* _Short task_
Extract the stretch of lines that starts at the line with "Target = orange life vest" and ends at the last line of the data below. Give it exactly, without pictures.
[start of Data shown]
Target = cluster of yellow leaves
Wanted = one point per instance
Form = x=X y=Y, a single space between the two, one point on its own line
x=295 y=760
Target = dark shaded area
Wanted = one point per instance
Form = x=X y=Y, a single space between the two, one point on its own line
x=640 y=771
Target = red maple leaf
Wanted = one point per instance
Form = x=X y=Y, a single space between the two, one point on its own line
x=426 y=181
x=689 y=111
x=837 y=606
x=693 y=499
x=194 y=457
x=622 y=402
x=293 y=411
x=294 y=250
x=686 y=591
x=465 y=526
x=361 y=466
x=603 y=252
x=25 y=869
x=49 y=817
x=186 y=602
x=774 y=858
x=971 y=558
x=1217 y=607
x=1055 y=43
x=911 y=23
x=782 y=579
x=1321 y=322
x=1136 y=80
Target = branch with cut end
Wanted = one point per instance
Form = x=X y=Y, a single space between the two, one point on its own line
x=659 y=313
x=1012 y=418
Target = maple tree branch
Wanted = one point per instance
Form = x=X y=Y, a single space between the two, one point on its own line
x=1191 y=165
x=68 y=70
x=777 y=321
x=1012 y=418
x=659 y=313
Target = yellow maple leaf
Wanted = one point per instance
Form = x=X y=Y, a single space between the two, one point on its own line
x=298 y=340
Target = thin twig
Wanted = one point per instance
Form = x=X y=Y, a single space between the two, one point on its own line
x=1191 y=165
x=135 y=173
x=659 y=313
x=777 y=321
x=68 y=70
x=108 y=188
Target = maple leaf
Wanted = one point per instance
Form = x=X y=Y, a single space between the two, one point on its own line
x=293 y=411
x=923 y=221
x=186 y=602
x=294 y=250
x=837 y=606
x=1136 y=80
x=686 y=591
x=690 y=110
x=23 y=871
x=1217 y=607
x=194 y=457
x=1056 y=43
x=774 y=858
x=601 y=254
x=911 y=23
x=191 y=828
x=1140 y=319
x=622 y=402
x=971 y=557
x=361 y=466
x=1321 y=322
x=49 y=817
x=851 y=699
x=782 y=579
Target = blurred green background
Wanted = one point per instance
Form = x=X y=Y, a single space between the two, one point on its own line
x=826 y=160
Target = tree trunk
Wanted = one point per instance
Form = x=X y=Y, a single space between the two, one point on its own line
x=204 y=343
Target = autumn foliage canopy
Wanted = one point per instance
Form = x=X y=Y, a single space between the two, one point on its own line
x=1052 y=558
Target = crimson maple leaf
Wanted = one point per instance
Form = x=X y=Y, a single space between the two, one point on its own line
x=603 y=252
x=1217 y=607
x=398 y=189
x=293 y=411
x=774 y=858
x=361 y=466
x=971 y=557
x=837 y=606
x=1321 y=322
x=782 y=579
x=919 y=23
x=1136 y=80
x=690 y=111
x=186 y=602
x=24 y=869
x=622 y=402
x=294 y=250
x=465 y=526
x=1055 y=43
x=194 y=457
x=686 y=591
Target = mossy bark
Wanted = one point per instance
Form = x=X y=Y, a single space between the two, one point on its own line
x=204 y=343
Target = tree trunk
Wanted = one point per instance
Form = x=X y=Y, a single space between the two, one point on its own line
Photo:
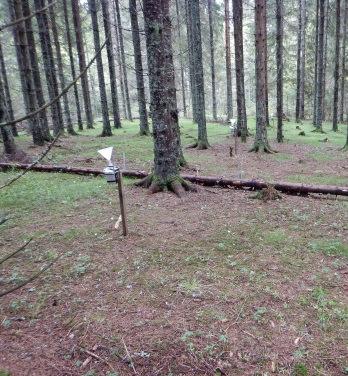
x=212 y=58
x=82 y=62
x=7 y=94
x=202 y=142
x=6 y=132
x=191 y=63
x=228 y=62
x=303 y=58
x=299 y=59
x=344 y=73
x=163 y=98
x=69 y=125
x=26 y=74
x=316 y=64
x=144 y=126
x=72 y=65
x=325 y=59
x=123 y=60
x=261 y=140
x=49 y=64
x=239 y=62
x=182 y=72
x=280 y=33
x=319 y=105
x=42 y=116
x=111 y=61
x=337 y=67
x=100 y=69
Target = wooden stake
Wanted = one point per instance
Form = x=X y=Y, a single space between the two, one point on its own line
x=122 y=204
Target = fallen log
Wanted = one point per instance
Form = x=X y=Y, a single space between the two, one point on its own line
x=291 y=188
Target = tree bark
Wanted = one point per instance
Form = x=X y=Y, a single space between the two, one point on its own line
x=106 y=132
x=69 y=125
x=261 y=140
x=228 y=62
x=6 y=132
x=191 y=63
x=202 y=141
x=182 y=72
x=123 y=60
x=316 y=64
x=319 y=105
x=144 y=126
x=337 y=67
x=212 y=58
x=82 y=62
x=7 y=94
x=303 y=58
x=42 y=116
x=72 y=66
x=49 y=64
x=239 y=62
x=26 y=74
x=344 y=73
x=280 y=34
x=163 y=98
x=112 y=68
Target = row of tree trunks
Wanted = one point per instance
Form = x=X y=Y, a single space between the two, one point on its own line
x=72 y=65
x=292 y=188
x=111 y=61
x=123 y=59
x=82 y=62
x=242 y=127
x=100 y=70
x=69 y=125
x=25 y=70
x=144 y=126
x=8 y=99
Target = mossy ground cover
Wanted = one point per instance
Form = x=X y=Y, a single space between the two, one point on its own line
x=214 y=283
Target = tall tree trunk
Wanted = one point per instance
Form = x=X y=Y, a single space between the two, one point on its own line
x=202 y=141
x=100 y=69
x=344 y=73
x=319 y=106
x=50 y=71
x=163 y=97
x=42 y=116
x=299 y=59
x=261 y=140
x=193 y=88
x=6 y=132
x=26 y=74
x=69 y=125
x=303 y=58
x=212 y=58
x=144 y=126
x=316 y=64
x=228 y=61
x=280 y=34
x=111 y=61
x=72 y=65
x=239 y=59
x=337 y=67
x=326 y=32
x=182 y=73
x=82 y=62
x=7 y=94
x=123 y=60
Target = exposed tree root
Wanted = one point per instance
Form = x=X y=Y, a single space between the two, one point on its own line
x=262 y=147
x=175 y=184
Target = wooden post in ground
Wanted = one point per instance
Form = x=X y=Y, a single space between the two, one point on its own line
x=122 y=203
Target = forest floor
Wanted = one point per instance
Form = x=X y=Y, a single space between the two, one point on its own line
x=216 y=283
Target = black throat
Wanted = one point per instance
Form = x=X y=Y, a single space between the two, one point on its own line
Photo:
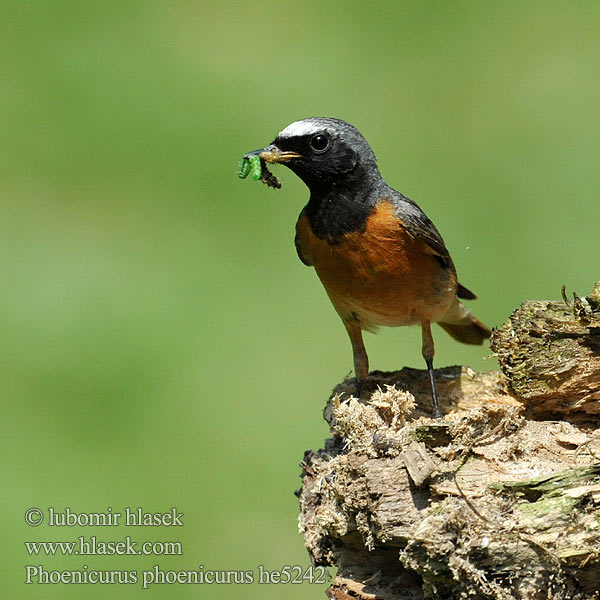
x=341 y=207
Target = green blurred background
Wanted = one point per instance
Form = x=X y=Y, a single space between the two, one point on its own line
x=162 y=344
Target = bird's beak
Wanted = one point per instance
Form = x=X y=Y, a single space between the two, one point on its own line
x=273 y=154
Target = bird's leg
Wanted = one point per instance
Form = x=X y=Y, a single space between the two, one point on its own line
x=361 y=360
x=428 y=351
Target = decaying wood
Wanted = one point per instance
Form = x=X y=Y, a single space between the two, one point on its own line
x=499 y=500
x=550 y=353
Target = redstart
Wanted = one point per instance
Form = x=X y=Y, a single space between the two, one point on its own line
x=379 y=257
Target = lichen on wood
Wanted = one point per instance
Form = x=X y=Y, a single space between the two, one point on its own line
x=493 y=502
x=550 y=353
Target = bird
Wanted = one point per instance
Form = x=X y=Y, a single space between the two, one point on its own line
x=380 y=259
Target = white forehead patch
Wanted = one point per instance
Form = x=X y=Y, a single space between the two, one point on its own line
x=299 y=128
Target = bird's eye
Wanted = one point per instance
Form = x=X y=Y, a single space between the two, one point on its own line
x=319 y=143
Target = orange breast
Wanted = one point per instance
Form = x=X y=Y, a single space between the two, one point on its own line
x=382 y=275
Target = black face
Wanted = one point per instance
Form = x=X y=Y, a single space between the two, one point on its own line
x=331 y=151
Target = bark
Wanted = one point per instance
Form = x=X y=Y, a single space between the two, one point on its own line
x=499 y=500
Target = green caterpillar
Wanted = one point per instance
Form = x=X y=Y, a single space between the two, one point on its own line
x=255 y=165
x=251 y=164
x=244 y=168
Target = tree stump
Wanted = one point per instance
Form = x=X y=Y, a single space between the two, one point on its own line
x=499 y=500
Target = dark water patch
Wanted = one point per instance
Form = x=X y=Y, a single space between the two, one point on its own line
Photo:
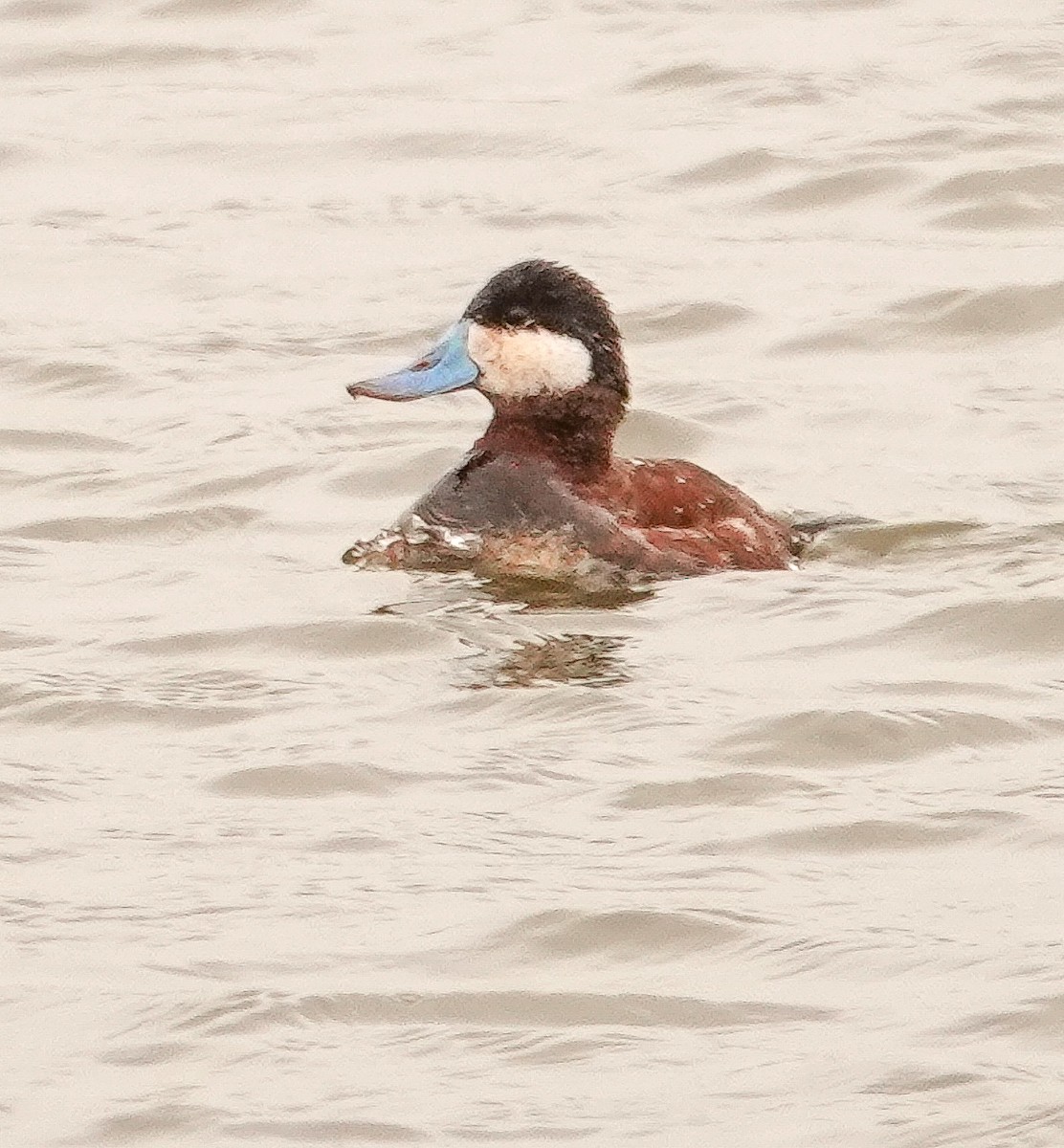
x=375 y=637
x=834 y=190
x=576 y=659
x=117 y=712
x=528 y=219
x=150 y=1123
x=869 y=543
x=838 y=5
x=11 y=641
x=390 y=472
x=627 y=935
x=162 y=526
x=11 y=156
x=1004 y=217
x=59 y=440
x=1030 y=63
x=304 y=1132
x=992 y=629
x=62 y=376
x=873 y=836
x=454 y=146
x=68 y=218
x=247 y=1013
x=308 y=781
x=51 y=11
x=121 y=56
x=732 y=167
x=680 y=320
x=680 y=77
x=1041 y=1020
x=912 y=1082
x=1002 y=198
x=834 y=738
x=350 y=843
x=533 y=1134
x=734 y=789
x=930 y=144
x=142 y=1055
x=1041 y=179
x=947 y=319
x=191 y=9
x=182 y=700
x=236 y=483
x=1022 y=107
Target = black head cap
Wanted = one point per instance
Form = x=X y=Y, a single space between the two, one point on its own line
x=541 y=294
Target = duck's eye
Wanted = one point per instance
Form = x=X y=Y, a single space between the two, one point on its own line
x=518 y=317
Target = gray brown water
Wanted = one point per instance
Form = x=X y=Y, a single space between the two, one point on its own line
x=299 y=854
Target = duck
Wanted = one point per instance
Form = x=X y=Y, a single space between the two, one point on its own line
x=542 y=494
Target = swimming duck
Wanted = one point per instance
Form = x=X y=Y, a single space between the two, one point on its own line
x=542 y=494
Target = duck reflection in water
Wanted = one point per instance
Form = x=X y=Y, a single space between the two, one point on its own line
x=576 y=659
x=542 y=497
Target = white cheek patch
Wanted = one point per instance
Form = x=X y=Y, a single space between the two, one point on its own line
x=528 y=362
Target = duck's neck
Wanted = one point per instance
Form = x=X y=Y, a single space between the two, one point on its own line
x=574 y=430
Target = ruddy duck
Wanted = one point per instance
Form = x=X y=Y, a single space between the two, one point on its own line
x=541 y=494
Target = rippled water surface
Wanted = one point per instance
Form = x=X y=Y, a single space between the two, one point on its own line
x=294 y=853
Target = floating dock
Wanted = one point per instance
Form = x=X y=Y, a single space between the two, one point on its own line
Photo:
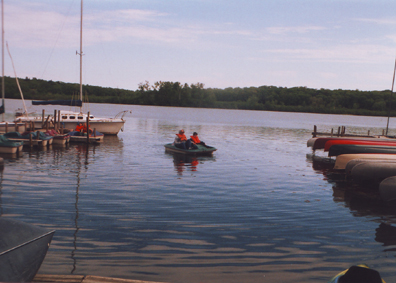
x=84 y=279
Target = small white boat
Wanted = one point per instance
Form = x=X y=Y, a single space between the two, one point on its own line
x=70 y=119
x=10 y=147
x=82 y=137
x=23 y=248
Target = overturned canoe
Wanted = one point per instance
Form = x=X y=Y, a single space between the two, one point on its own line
x=351 y=164
x=201 y=150
x=343 y=159
x=387 y=189
x=358 y=273
x=338 y=149
x=330 y=143
x=319 y=143
x=22 y=250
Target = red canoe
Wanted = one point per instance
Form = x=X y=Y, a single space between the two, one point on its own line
x=320 y=143
x=329 y=143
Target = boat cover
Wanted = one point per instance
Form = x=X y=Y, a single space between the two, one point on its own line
x=23 y=248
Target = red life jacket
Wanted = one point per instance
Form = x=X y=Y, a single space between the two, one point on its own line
x=182 y=137
x=195 y=139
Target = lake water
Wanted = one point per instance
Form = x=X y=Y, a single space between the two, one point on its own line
x=257 y=211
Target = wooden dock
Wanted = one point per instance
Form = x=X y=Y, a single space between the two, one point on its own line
x=83 y=279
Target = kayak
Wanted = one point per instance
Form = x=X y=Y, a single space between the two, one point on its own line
x=358 y=273
x=201 y=149
x=338 y=149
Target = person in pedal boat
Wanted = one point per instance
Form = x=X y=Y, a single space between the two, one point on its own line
x=195 y=139
x=182 y=142
x=79 y=127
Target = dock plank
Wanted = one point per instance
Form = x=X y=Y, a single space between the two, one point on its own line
x=83 y=279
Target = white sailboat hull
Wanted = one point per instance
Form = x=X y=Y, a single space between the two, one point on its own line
x=69 y=120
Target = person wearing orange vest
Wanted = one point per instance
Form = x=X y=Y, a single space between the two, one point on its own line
x=79 y=127
x=195 y=139
x=181 y=140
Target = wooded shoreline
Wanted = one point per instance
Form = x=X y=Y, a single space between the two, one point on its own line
x=268 y=98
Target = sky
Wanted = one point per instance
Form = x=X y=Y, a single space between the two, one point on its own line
x=331 y=44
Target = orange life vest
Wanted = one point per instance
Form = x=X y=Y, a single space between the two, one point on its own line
x=195 y=139
x=79 y=128
x=182 y=137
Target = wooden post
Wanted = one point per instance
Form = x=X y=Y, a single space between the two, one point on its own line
x=47 y=123
x=54 y=119
x=88 y=128
x=58 y=119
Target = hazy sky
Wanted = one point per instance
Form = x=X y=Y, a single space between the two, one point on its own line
x=347 y=44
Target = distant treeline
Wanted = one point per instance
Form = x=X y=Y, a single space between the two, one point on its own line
x=270 y=98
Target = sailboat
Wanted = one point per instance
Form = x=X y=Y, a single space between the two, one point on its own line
x=70 y=119
x=5 y=126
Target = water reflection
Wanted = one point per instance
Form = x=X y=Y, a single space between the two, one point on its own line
x=184 y=162
x=362 y=201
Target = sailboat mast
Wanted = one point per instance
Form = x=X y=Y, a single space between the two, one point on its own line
x=2 y=57
x=81 y=53
x=390 y=99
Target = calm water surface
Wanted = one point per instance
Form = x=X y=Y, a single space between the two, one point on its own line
x=259 y=210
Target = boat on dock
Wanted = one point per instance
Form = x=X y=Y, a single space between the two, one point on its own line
x=8 y=146
x=320 y=143
x=358 y=273
x=339 y=149
x=23 y=248
x=372 y=173
x=79 y=137
x=200 y=150
x=343 y=159
x=70 y=119
x=384 y=142
x=58 y=139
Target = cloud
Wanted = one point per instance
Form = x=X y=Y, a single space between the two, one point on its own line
x=296 y=29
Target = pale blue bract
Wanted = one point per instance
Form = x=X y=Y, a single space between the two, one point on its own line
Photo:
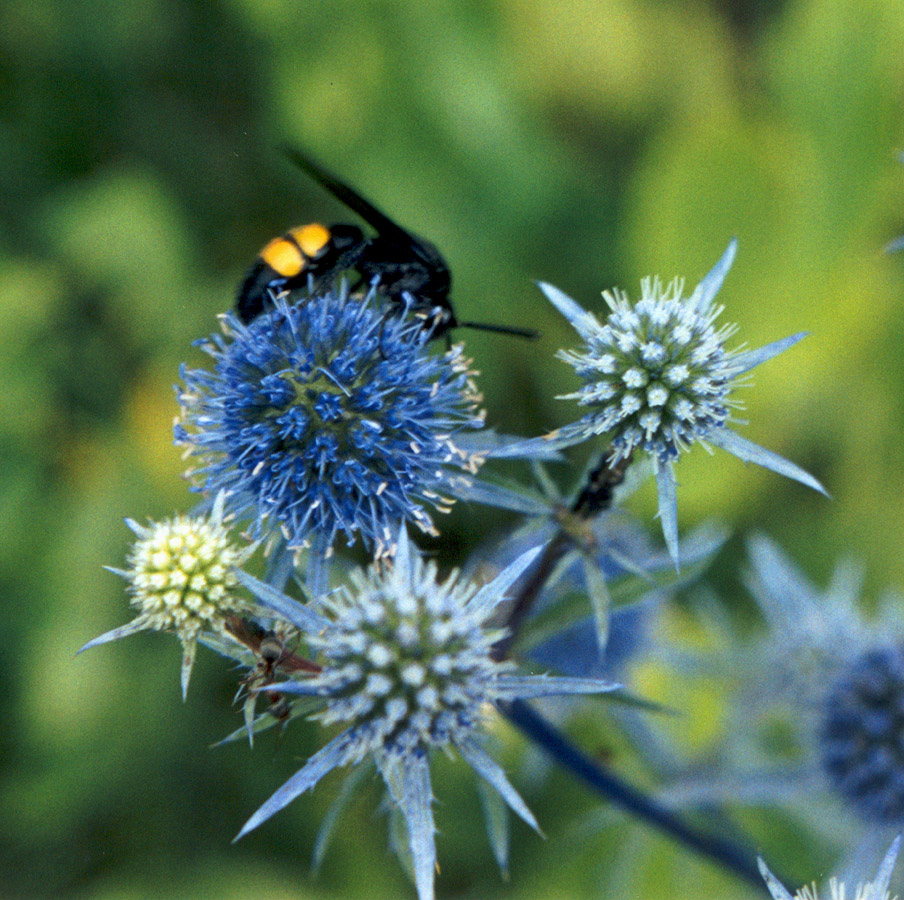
x=658 y=379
[end of Data shown]
* _Response to this exercise_
Target = orange life vest
Wanted = one point per instance
Form = x=X y=Y, a single space between the two, one point on its own line
x=195 y=139
x=79 y=128
x=182 y=137
Target = wooden post
Wanted = one point per instance
Form = x=X y=Y, a single space between the two, one point on its own line
x=47 y=123
x=54 y=119
x=88 y=128
x=58 y=119
Target = hazy sky
Wanted = one point per instance
Form = x=X y=Y, a single space between the two, one point on its own line
x=347 y=44
Target = distant treeline
Wanted = one point per instance
Form = x=X y=Y, a single space between the two, one point on its own line
x=270 y=98
Target = sailboat
Wanted = one point per instance
Form = x=X y=Y, a single space between the two, one point on its own line
x=70 y=119
x=5 y=126
Target = water reflection
Wanted = one point per instance
Form = x=X y=Y, a single space between the two, one point on its own line
x=184 y=162
x=362 y=201
Target = sailboat mast
Wanted = one point per instance
Form = x=X y=Y, a single space between the two, one point on its own line
x=2 y=57
x=81 y=53
x=390 y=99
Target = calm water surface
Wanted = one point per instance
Form = x=X y=Y, a single space between the two, one point on its own line
x=259 y=210
Target = boat on dock
Wanted = one point per instance
Form = x=X y=Y, a single space between the two, one point on its own line
x=8 y=146
x=320 y=143
x=358 y=273
x=339 y=149
x=23 y=248
x=372 y=173
x=79 y=137
x=200 y=150
x=343 y=159
x=70 y=119
x=384 y=142
x=58 y=139
Target = cloud
Wanted = one point per instance
Form = x=X y=Y, a single space between the two, one point on its own line
x=296 y=29
Target = pale blue bract
Wanted = one point per instance
Form = x=X y=Y, a single space between the two, one point on its own line
Photo:
x=658 y=379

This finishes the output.